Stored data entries
:::

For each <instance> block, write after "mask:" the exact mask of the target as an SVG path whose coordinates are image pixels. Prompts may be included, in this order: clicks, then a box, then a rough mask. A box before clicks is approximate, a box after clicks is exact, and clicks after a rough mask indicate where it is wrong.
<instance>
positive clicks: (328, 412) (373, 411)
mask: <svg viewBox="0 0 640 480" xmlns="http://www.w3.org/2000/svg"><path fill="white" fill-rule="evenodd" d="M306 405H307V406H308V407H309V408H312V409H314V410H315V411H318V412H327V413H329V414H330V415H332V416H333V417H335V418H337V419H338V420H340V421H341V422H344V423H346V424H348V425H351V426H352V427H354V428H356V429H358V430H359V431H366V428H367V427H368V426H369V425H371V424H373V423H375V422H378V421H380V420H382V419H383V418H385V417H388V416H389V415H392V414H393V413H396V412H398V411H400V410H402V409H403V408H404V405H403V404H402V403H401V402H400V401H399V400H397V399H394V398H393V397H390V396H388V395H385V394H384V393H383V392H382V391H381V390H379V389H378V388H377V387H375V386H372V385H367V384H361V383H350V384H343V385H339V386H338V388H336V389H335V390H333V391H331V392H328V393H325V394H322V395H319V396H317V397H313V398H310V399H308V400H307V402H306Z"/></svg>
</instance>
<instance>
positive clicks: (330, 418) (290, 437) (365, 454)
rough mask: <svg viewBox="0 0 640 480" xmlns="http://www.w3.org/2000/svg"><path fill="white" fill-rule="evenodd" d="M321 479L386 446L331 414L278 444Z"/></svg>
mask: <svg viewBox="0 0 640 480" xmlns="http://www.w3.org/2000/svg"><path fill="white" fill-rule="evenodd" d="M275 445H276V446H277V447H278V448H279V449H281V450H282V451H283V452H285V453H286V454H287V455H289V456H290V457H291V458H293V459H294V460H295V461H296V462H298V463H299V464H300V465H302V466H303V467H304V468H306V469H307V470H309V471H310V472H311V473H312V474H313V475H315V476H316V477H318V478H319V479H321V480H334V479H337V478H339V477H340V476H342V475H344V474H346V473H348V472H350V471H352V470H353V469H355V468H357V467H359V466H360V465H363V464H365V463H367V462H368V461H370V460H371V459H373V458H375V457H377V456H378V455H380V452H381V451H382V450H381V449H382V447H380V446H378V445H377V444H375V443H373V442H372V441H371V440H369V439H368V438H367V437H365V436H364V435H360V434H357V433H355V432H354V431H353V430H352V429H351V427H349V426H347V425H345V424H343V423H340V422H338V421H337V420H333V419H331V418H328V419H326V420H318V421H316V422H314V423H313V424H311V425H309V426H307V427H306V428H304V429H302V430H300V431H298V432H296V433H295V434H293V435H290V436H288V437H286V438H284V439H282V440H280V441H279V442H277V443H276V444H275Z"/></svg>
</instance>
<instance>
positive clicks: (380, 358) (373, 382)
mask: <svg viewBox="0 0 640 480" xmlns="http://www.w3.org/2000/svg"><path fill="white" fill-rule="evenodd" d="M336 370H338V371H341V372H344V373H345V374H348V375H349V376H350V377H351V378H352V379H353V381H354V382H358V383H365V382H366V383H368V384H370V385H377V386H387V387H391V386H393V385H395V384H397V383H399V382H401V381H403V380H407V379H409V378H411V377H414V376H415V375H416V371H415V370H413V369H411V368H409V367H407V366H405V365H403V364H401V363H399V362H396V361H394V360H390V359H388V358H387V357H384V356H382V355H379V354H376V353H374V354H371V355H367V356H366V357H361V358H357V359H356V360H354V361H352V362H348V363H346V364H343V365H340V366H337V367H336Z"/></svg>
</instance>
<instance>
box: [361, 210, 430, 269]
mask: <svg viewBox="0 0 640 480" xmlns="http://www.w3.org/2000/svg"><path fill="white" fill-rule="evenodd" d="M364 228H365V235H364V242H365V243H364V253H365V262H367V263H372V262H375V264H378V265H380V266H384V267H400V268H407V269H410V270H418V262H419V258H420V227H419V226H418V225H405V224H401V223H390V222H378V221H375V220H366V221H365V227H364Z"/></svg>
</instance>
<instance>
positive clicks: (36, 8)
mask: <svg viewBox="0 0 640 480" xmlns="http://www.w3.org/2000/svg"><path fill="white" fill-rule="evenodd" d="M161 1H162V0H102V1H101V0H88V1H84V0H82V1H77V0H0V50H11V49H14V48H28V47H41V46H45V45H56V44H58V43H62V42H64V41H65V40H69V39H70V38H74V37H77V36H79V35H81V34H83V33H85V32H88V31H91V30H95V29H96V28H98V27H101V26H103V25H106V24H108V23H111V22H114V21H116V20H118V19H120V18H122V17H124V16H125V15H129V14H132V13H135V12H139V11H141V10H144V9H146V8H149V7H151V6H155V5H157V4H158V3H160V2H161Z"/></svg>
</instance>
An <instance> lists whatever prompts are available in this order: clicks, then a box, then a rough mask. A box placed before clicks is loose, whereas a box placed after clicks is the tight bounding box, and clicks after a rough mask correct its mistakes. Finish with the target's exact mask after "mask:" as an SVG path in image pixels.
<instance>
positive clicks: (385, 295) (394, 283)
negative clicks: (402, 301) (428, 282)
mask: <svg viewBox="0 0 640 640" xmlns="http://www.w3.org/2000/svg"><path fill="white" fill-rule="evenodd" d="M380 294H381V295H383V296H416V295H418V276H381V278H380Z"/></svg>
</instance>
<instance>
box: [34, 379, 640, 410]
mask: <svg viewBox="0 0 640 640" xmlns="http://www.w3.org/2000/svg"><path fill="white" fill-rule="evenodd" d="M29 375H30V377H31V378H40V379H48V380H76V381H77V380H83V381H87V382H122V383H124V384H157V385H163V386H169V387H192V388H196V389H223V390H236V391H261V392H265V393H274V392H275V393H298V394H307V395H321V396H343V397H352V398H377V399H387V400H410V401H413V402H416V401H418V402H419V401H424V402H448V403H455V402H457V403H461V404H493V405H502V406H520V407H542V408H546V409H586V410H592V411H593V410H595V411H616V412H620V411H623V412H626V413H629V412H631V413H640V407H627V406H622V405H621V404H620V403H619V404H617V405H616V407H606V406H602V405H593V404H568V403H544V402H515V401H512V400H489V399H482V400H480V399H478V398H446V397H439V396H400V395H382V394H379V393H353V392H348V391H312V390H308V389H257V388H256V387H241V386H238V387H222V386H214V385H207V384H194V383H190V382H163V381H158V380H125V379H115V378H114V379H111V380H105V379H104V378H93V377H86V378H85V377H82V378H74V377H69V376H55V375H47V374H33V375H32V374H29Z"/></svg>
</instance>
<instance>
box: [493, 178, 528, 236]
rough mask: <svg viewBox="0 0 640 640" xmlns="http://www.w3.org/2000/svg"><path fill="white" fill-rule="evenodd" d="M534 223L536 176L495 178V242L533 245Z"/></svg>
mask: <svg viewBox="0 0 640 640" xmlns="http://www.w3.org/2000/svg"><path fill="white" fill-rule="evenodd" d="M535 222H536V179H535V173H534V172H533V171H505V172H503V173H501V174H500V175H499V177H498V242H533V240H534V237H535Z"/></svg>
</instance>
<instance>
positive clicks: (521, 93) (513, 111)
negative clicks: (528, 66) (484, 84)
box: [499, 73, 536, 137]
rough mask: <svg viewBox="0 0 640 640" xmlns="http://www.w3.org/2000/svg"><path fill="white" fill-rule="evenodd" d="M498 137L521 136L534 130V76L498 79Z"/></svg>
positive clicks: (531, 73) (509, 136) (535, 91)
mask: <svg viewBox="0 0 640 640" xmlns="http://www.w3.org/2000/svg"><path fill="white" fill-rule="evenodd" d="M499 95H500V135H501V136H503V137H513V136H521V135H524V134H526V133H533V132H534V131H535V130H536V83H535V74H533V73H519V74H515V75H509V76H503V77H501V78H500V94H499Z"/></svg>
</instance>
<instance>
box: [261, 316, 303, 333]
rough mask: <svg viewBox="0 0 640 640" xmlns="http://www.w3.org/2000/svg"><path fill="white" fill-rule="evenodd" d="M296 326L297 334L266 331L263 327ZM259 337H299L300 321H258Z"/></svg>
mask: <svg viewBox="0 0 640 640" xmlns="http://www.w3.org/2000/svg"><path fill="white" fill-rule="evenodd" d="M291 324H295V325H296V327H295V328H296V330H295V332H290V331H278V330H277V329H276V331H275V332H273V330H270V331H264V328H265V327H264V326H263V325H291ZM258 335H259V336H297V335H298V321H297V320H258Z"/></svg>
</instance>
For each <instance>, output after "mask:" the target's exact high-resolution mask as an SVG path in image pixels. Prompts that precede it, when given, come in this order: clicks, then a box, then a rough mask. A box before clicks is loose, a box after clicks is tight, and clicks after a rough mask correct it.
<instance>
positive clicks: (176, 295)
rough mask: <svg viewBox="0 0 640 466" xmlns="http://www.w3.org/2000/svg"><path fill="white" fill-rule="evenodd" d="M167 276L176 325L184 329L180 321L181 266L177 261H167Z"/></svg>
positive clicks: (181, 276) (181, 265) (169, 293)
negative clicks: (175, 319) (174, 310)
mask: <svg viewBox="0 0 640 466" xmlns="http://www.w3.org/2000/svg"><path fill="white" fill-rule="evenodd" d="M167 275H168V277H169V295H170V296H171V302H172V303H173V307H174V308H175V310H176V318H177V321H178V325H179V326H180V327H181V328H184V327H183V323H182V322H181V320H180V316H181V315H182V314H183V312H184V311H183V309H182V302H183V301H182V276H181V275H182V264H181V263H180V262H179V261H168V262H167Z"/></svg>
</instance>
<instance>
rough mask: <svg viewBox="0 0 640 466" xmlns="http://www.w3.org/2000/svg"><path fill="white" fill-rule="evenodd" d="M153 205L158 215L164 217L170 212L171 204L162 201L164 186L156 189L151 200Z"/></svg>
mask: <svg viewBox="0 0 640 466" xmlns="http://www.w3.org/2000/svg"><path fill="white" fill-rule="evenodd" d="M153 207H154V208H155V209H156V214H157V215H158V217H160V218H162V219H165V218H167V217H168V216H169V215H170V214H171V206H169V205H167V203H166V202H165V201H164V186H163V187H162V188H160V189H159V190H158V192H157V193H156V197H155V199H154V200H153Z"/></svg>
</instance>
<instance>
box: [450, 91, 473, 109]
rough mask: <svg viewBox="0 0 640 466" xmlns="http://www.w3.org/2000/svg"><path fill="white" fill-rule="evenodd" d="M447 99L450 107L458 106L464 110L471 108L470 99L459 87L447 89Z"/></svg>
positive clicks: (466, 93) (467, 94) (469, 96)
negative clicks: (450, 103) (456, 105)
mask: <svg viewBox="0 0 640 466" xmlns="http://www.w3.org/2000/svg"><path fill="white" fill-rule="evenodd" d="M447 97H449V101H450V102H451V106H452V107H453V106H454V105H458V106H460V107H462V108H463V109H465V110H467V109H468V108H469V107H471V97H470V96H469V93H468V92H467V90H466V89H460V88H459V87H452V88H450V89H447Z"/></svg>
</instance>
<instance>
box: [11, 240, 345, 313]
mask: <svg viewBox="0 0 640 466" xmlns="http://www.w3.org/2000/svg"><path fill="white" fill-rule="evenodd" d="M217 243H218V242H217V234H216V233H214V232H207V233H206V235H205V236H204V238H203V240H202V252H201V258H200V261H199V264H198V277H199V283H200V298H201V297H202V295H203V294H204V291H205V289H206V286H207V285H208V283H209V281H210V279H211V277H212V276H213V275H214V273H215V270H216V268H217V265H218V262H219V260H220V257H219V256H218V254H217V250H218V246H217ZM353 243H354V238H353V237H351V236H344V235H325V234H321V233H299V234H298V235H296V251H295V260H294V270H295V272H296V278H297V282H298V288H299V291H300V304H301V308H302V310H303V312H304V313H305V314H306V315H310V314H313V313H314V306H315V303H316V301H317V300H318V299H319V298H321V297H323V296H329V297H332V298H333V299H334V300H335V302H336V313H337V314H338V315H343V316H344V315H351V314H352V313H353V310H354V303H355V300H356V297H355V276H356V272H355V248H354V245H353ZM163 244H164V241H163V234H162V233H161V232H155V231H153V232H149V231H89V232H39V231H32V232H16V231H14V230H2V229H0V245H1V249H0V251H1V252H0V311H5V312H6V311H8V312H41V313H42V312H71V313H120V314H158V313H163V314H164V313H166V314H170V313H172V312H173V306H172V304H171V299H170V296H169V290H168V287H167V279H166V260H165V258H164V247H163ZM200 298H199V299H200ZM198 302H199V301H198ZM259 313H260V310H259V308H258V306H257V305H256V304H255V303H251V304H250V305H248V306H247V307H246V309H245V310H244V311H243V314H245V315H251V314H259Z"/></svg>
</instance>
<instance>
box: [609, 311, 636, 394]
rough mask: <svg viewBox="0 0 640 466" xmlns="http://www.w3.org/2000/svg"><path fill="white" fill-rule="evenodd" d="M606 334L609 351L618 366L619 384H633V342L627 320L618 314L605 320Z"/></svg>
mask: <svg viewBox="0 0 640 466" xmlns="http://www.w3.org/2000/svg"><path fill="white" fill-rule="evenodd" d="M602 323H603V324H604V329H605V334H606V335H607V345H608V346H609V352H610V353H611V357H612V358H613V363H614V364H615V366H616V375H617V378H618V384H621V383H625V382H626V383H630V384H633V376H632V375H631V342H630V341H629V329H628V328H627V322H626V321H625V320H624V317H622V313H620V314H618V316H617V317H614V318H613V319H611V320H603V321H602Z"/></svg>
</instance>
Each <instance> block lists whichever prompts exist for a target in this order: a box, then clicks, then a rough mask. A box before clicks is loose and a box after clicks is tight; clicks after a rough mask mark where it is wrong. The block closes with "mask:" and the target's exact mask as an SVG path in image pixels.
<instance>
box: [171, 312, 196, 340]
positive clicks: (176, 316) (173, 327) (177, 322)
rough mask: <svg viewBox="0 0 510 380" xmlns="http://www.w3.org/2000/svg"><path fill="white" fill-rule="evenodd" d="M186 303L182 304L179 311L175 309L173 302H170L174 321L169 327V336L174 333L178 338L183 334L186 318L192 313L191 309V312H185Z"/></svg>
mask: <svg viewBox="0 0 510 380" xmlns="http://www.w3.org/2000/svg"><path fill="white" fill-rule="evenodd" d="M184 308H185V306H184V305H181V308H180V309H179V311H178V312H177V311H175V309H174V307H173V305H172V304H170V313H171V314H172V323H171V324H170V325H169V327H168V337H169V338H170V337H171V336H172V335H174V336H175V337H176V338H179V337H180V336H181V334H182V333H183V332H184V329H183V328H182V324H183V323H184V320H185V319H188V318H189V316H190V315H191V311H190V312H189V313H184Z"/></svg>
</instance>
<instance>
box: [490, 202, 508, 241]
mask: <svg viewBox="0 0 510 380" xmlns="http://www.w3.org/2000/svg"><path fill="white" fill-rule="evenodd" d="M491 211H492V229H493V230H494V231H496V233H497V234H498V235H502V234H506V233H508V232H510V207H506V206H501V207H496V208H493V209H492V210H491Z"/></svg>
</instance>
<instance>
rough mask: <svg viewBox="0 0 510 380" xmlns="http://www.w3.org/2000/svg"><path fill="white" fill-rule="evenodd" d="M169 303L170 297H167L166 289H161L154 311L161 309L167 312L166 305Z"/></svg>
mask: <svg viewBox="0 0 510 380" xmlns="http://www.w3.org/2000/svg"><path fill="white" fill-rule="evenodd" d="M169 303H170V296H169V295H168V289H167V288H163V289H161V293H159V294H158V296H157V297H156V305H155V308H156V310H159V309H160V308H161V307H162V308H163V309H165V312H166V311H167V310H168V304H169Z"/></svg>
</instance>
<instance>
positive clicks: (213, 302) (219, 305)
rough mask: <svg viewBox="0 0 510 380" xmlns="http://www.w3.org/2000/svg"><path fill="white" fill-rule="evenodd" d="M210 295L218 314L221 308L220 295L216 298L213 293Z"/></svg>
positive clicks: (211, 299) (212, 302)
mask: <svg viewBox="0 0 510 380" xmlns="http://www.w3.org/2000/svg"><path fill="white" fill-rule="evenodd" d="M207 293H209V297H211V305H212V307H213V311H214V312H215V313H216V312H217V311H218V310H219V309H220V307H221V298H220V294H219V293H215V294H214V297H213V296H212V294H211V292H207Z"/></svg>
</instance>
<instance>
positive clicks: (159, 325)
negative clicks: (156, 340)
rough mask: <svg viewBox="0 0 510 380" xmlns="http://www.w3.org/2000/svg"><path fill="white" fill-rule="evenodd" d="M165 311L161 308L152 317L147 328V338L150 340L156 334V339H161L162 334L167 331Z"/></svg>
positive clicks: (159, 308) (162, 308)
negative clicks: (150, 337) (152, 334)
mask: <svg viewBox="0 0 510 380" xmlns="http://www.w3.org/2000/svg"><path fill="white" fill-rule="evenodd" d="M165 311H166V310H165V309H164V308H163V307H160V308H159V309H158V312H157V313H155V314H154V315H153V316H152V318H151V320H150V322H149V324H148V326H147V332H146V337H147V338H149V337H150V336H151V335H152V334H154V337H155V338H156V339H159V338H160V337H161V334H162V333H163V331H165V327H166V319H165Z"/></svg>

:::

** Requirement **
List every line of the records above that contains the word "order".

** Exercise response **
For each <instance> block, write after "mask:" the exact mask of the target as an SVG path whose coordinates are image pixels. Prompts may be included, in this order: clicks, then a box, then a rough mask. A box before clicks is approximate, a box after clicks is exact, and clicks after a rough mask indicate where it is wrong.
An <instance> lists whatever prompts are available in this order: clicks, then a box, then a rough mask. A box placed before clicks is loose, whereas a box placed after clicks is the tight bounding box, and clicks after a rough mask correct its mistakes. Finish with the target's exact mask after "mask:" as an SVG path in image pixels.
For each <instance>, output after "mask:" the target's exact high-resolution mask as an SVG path in image pixels. Prompts that precede it, when given, come in this order: clicks, then a box, then a rough mask. A box before clicks is loose, a box after clicks is tight, and clicks after a rough mask correct it.
Each <instance> block lists whichever prompts exist for a target in this order: a box, then clicks, then a rough mask. A box before clicks is loose and a box after clicks is tight; clicks after a rough mask mark where it is wrong. The block closes with "mask:" and the target's exact mask as an SVG path in image pixels.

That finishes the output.